## TASK PROMPT
Nothing but an exact repetition of the entries should appear in the answer.
START DATASET EXTRACT
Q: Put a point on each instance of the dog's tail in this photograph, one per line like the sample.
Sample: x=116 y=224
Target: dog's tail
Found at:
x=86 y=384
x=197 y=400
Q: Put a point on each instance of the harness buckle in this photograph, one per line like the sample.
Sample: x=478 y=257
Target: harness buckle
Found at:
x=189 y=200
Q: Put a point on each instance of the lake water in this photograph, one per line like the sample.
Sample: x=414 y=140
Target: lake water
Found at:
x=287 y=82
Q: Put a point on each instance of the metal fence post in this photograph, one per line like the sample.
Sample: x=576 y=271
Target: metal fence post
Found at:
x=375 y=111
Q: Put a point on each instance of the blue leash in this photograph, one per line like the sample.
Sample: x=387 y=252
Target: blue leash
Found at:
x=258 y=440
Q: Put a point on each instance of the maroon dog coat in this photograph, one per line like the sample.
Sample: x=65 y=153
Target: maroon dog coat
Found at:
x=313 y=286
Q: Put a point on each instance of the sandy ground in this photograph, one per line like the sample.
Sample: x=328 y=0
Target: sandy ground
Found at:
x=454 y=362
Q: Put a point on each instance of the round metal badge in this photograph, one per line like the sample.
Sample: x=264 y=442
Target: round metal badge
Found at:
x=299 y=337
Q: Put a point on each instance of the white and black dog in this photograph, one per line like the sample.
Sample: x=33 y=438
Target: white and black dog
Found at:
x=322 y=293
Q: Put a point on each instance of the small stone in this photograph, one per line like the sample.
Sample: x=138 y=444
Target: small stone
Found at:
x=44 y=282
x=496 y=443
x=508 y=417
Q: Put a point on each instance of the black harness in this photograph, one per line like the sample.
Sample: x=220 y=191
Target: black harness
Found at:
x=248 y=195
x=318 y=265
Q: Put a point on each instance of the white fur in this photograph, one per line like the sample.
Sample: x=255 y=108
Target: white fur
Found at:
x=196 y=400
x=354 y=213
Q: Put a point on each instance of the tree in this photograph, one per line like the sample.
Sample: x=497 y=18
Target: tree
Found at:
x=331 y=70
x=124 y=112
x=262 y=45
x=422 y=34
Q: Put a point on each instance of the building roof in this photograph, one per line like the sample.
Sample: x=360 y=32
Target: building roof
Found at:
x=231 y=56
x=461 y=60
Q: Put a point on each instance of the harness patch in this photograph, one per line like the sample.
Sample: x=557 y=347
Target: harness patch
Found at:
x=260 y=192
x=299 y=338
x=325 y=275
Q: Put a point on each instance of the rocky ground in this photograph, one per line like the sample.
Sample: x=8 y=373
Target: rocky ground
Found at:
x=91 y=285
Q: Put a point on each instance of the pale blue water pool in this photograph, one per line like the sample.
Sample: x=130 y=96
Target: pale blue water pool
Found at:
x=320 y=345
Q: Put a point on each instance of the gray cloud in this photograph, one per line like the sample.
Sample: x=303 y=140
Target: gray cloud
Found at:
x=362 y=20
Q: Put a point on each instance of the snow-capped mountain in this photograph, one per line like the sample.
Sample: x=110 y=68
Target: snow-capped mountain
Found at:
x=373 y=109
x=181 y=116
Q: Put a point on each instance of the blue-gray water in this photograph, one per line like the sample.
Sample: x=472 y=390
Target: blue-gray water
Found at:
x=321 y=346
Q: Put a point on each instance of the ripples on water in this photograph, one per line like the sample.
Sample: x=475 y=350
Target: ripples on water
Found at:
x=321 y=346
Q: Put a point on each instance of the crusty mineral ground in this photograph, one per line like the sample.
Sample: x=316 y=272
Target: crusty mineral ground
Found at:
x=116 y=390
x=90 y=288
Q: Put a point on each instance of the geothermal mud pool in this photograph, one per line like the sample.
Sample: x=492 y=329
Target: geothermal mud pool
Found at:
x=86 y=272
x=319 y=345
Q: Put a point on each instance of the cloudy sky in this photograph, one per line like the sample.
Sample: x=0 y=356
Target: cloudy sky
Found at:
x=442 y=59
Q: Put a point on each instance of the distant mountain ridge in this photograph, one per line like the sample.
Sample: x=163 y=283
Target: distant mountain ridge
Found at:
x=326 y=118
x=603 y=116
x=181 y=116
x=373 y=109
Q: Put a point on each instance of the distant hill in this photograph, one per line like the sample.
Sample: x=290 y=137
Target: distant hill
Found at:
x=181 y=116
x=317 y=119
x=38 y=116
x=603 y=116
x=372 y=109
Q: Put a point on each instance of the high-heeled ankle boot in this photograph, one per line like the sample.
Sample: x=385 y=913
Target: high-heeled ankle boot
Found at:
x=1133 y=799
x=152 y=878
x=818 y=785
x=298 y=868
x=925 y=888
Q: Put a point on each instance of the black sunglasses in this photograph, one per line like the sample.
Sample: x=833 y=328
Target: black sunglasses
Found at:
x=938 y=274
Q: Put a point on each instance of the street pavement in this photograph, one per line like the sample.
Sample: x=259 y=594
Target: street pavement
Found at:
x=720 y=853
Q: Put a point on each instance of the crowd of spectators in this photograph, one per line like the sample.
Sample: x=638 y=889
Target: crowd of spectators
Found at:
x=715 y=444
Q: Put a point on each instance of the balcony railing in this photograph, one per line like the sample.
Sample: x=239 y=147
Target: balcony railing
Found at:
END DATASET EXTRACT
## SOLUTION TO THIS TASK
Q: Put a point on each instance of the dog's tail in this photograph, one per line like the sample.
Sample: x=116 y=224
Target: dog's tail
Found at:
x=86 y=384
x=197 y=400
Q: Put a point on each instance of the harness buckle in this photograph, one per line like the sample.
Sample: x=478 y=257
Target: harness buckle
Found at:
x=189 y=200
Q: Put a point on each instance of the lake water in this photograph, one per line like the sample.
Sample: x=414 y=140
Target: lake water
Found at:
x=287 y=82
Q: Put a point on each instance of the metal fence post in this photograph, one per line like the sample.
Sample: x=576 y=271
Target: metal fence post
Found at:
x=375 y=111
Q: Put a point on each instance of the blue leash in this photograph, one per line like the sample.
Sample: x=387 y=252
Target: blue leash
Found at:
x=258 y=440
Q: Put a point on each instance of the maroon dog coat in this photograph, one per line like the sample.
Sample: x=65 y=153
Target: maroon dog coat
Found at:
x=313 y=286
Q: Put a point on each instance of the sandy ground in this photograph, one per line like the sample.
Sample: x=328 y=0
Target: sandy ground
Found at:
x=454 y=362
Q: Put a point on each instance of the round metal badge in this photograph, one per line like the sample.
Sample: x=264 y=442
Target: round metal badge
Found at:
x=299 y=337
Q: Put a point on each instance of the white and black dog in this photograph, one per line like the sample.
Sample: x=33 y=438
Target: white and black dog
Found at:
x=322 y=293
Q: Put a point on each instance of the small stone in this photograph, one per line like the sample.
Sample: x=138 y=444
Target: small stone
Found at:
x=44 y=282
x=496 y=443
x=508 y=417
Q: Put a point on each instance of the black harness in this photograph, one per line like the sample.
Sample: x=220 y=191
Target: black harness
Found at:
x=248 y=195
x=318 y=265
Q: Put a point on each instance of the white fur in this photograph, one per line like the sample.
Sample: x=255 y=108
Target: white fur
Found at:
x=196 y=400
x=354 y=213
Q: Put a point on each instance of the tree in this photograph, one per line like the sample.
Sample: x=497 y=18
Target: tree
Found at:
x=331 y=70
x=124 y=112
x=262 y=45
x=422 y=34
Q: Put a point on each instance of the building roof in this photograph, one per line like the sample.
Sample: x=360 y=32
Target: building roof
Found at:
x=231 y=56
x=461 y=60
Q: Put a point on each instance of the harness patch in this photograph, one per line like the sample.
Sample: x=557 y=347
Target: harness patch
Found at:
x=260 y=192
x=299 y=338
x=325 y=275
Q: Put a point on each instance of the rocky ground in this photograph, one per line like the sample.
Sample: x=8 y=373
Target: rocky ground
Found at:
x=91 y=285
Q: Put a point on each instance of the pale blue water pool in this photograph, one per line like the sample.
Sample: x=130 y=96
Target: pale blue water pool
Found at:
x=320 y=345
Q: Put a point on each instance of the gray cloud in this photograph, one per line like the sample.
Sample: x=303 y=140
Target: gray cloud
Found at:
x=362 y=20
Q: Put a point on each instance of the snow-capped mountain in this photograph, one per line like the sample.
Sample: x=110 y=68
Target: snow-capped mountain
Found at:
x=373 y=109
x=181 y=116
Q: Put a point on each instance of the blue-gray water in this photograph, one per line like the sample.
Sample: x=472 y=390
Target: blue-gray water
Found at:
x=321 y=346
Q: Put a point on each instance of the ripples on water in this photograph, one per line like the sample.
Sample: x=475 y=350
Target: ripples on water
Found at:
x=321 y=346
Q: Put a point on each instance of the crusty mineral ground in this photograph, one per line like the sample.
Sample: x=316 y=272
Target: crusty mineral ground
Found at:
x=116 y=390
x=90 y=288
Q: Put a point on each instance of the geothermal mud pool in this photograph, one per line like the sample.
Sample: x=492 y=329
Target: geothermal mud pool
Found at:
x=86 y=272
x=319 y=345
Q: Put a point on each instance of the cloudy sky in this photograph, one per line like the sample.
Sample: x=0 y=356
Target: cloudy sky
Found at:
x=442 y=59
Q: Put a point on each instance of the distant mountain ridge in this photograph, one per line like the sample.
Sample: x=163 y=283
Target: distant mountain ridge
Found at:
x=326 y=118
x=603 y=116
x=181 y=116
x=373 y=109
Q: Put a point on each instance of the distant hill in this photograph, one per line like the sample.
Sample: x=290 y=137
Target: distant hill
Found at:
x=181 y=116
x=317 y=119
x=38 y=116
x=603 y=116
x=372 y=109
Q: Put a point on each instance of the high-heeled ankle boot in this photograph, one per line like the sample.
Sample: x=385 y=913
Target: high-heeled ankle boot
Found at:
x=1133 y=799
x=152 y=878
x=818 y=785
x=298 y=868
x=925 y=888
Q: Put a point on each instance of the black sunglasses in this photograph, one per line like the sample.
Sample: x=833 y=328
Target: black sunglasses
Found at:
x=938 y=274
Q: Put a point on each instance of the street pavement in this photograph, one per line like the sample.
Sample: x=259 y=594
Target: street pavement
Found at:
x=720 y=853
Q: Put a point on each instance of the crowd of spectators in this photograph, one per line like the sample.
Sample: x=638 y=889
Target: crowd of spectators
Found at:
x=715 y=444
Q: Put a point on each instance of the balcony railing in this photograph, one per line like the sample.
Sample: x=239 y=147
Target: balcony railing
Found at:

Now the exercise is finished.